Task requirements:
Exactly as written, transcribe the lines that run from the one containing "Mark the vertical" to the end of the records below.

Excerpted data:
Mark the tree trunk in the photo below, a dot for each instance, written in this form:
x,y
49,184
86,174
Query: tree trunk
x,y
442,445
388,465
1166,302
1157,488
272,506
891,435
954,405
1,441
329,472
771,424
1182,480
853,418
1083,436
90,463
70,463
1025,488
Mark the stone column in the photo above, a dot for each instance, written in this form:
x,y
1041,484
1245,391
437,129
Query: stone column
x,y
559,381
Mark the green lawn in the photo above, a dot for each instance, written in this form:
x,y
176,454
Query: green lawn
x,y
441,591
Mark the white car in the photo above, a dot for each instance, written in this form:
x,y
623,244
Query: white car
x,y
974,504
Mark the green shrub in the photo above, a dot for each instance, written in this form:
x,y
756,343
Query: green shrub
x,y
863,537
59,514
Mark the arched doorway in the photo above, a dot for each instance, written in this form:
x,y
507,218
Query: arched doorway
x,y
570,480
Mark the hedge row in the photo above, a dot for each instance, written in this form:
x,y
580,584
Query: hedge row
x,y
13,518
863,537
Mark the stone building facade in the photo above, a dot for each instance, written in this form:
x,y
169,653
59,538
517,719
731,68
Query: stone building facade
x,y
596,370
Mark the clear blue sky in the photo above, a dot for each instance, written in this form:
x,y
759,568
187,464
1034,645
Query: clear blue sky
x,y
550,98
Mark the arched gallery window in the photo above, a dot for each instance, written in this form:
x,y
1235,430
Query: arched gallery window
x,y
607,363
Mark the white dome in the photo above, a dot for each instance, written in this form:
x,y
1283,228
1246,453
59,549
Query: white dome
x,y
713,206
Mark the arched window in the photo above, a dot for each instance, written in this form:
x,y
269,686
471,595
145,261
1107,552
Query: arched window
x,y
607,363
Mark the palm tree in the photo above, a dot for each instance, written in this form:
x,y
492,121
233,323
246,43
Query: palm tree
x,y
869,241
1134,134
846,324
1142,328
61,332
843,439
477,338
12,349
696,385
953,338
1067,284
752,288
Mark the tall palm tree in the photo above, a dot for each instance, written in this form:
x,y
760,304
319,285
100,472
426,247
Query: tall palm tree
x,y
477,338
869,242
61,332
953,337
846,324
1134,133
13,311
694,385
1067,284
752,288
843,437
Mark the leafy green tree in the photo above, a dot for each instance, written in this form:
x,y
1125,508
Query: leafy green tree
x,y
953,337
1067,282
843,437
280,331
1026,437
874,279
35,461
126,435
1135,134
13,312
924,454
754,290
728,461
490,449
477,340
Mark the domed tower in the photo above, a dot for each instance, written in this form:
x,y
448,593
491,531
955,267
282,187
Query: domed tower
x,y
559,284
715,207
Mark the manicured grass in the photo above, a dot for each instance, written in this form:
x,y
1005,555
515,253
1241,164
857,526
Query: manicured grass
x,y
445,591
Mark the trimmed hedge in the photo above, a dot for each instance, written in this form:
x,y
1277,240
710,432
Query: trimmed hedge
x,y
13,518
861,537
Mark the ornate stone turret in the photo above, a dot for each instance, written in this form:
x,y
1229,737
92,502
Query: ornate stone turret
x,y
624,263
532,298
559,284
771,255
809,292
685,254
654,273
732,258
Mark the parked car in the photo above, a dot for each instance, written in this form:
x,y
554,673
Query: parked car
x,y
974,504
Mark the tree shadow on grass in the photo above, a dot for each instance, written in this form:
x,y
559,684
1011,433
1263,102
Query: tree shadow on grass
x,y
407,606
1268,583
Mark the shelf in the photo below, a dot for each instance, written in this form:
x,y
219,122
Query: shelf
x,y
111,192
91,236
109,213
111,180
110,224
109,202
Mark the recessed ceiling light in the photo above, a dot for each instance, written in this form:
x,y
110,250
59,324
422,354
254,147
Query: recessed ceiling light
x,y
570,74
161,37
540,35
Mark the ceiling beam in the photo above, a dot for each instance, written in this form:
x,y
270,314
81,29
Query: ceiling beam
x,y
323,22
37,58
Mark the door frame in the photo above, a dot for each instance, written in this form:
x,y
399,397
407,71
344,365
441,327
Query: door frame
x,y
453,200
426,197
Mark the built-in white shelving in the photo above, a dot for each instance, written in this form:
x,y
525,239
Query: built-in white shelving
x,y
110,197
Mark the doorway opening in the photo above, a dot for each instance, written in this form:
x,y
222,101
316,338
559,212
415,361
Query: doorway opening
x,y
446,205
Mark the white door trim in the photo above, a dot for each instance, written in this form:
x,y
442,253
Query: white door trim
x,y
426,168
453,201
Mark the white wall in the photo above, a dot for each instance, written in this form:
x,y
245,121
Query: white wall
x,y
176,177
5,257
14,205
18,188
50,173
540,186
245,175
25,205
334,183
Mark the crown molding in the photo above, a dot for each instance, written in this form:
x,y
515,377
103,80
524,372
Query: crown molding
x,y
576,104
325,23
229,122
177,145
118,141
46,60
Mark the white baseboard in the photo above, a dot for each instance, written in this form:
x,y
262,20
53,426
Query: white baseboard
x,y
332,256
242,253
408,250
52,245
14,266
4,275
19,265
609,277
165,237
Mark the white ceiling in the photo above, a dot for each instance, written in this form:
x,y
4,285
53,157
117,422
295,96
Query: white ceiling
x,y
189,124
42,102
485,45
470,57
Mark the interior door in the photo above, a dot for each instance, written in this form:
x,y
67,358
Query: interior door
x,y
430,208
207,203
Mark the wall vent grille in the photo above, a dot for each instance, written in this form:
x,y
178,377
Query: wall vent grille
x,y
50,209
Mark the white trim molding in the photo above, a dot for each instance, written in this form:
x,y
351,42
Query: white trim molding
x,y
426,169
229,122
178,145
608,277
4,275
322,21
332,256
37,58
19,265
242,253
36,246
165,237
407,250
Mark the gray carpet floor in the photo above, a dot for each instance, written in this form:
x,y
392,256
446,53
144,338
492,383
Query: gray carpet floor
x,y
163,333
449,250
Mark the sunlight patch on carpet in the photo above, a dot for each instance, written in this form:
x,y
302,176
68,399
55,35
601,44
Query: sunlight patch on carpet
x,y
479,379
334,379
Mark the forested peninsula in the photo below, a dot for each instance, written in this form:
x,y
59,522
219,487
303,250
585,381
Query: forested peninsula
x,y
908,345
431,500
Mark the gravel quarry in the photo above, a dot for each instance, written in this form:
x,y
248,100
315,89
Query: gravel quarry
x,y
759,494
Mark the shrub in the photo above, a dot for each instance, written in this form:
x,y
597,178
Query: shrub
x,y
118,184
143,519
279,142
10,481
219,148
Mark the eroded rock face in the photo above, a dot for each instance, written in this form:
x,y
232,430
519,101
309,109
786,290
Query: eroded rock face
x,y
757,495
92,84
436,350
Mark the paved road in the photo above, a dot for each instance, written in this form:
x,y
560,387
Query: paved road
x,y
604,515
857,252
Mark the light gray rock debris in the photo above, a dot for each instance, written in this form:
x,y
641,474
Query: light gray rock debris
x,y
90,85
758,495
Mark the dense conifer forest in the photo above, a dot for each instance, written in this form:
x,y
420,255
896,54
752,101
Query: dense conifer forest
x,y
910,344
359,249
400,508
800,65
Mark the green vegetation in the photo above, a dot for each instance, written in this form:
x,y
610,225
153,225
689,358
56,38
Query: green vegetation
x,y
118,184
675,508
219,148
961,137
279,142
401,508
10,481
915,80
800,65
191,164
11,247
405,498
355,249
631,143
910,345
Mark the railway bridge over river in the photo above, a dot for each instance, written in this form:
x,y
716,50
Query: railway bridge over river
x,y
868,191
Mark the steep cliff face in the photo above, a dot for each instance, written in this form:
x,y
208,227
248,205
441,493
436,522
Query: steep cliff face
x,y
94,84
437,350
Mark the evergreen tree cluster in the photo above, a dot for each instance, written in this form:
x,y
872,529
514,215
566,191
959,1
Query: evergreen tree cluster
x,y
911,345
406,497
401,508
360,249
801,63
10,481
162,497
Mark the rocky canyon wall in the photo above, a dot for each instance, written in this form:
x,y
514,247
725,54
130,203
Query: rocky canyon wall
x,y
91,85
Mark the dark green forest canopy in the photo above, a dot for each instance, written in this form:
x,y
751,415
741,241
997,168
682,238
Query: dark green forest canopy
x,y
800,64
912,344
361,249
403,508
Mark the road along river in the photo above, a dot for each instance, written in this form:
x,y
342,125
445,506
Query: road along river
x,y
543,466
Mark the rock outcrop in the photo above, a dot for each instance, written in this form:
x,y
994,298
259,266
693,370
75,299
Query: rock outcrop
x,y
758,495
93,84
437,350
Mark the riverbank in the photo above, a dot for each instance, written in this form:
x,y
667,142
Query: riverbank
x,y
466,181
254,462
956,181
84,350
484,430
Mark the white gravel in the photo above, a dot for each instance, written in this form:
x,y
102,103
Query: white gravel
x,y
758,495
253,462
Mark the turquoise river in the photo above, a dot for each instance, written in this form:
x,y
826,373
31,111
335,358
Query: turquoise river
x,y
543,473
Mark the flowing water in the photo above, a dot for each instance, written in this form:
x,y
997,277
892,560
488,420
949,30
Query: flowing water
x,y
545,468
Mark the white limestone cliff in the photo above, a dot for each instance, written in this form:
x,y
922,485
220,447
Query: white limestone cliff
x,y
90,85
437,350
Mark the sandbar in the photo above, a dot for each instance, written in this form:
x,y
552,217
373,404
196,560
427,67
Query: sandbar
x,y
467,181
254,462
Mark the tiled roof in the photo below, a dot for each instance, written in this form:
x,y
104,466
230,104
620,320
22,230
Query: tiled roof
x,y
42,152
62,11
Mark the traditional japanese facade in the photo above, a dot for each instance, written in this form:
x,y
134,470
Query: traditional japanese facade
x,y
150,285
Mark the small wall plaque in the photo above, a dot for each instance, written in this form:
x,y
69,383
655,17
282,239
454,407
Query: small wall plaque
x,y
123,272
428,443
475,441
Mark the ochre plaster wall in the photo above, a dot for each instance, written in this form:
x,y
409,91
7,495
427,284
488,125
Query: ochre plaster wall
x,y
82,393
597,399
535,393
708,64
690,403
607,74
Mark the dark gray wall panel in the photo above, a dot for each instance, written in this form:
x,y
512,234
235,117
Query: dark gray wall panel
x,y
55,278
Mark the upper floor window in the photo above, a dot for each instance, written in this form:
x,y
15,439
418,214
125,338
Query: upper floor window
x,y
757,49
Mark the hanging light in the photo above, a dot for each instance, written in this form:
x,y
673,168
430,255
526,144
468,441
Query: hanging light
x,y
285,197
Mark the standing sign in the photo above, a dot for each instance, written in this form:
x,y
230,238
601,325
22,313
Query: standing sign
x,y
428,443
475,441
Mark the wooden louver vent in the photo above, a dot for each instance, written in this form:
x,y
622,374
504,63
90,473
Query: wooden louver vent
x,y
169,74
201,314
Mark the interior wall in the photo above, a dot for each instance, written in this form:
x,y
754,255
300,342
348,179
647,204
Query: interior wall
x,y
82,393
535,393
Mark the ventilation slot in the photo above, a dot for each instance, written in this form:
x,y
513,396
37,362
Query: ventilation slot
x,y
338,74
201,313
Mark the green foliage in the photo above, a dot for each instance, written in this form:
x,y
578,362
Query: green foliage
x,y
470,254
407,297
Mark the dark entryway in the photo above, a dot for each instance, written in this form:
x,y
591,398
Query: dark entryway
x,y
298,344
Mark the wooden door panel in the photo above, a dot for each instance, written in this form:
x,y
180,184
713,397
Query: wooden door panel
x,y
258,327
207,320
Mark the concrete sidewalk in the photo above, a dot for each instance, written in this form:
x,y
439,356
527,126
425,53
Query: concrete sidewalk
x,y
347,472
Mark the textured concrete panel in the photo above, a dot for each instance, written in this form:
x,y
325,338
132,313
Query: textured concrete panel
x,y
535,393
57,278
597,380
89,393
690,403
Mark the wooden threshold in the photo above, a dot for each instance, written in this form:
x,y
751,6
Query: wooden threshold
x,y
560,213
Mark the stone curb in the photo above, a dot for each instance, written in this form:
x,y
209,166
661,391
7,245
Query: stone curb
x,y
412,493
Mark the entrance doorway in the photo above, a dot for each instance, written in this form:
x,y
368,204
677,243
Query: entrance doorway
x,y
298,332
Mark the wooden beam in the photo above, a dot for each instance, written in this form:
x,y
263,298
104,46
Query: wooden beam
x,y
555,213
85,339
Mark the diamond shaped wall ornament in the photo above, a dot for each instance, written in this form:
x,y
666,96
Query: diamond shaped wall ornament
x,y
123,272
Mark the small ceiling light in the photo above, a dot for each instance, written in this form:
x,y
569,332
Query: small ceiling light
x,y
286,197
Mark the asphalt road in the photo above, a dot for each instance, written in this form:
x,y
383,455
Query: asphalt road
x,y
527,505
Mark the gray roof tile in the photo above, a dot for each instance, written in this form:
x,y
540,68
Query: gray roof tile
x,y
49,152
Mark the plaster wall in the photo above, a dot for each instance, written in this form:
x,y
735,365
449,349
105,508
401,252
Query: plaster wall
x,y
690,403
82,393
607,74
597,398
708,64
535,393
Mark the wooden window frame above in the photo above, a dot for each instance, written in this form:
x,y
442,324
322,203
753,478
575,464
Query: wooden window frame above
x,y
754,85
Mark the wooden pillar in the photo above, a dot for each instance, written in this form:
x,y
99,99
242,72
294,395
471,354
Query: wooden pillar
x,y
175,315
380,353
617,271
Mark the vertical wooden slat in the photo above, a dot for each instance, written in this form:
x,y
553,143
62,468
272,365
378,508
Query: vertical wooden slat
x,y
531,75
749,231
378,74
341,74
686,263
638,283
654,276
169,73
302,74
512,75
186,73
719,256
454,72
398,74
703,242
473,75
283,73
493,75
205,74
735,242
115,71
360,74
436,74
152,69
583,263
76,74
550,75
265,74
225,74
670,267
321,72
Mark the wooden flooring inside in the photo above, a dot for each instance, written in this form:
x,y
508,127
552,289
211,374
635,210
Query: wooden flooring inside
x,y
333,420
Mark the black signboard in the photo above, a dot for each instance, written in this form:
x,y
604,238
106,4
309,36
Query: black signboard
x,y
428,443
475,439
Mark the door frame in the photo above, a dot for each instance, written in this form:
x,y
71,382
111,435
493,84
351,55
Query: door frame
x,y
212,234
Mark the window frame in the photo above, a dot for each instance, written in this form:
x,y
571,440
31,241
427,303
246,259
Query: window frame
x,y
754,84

Completed exercise:
Mark the vertical wooden slat in the photo above, a dot for each instance, written in this form:
x,y
553,143
62,468
272,365
378,508
Query: vertical wooden slat
x,y
531,75
749,231
378,74
341,74
686,263
638,283
654,276
169,73
302,74
512,75
186,73
719,256
454,72
398,74
703,242
473,75
283,73
493,75
205,74
735,242
115,71
360,74
436,74
152,69
583,263
76,74
550,75
265,74
225,74
670,267
321,72
Mark the wooden flooring inside in the photo above, a dot for each instance, written in this form:
x,y
508,127
552,289
211,374
635,210
Query: wooden flooring inside
x,y
333,420
Mark the black signboard in the photo above, a dot for each instance, written in this form:
x,y
604,238
106,4
309,36
Query: black signboard
x,y
428,443
475,439
Mark the door frame in the photo above, a dot for each instance, written in this form:
x,y
71,382
111,435
493,84
351,55
Query: door frame
x,y
212,234
Mark the window frame in the photo above, a dot for each instance, written in this form:
x,y
571,440
31,241
427,303
246,259
Query: window frame
x,y
754,84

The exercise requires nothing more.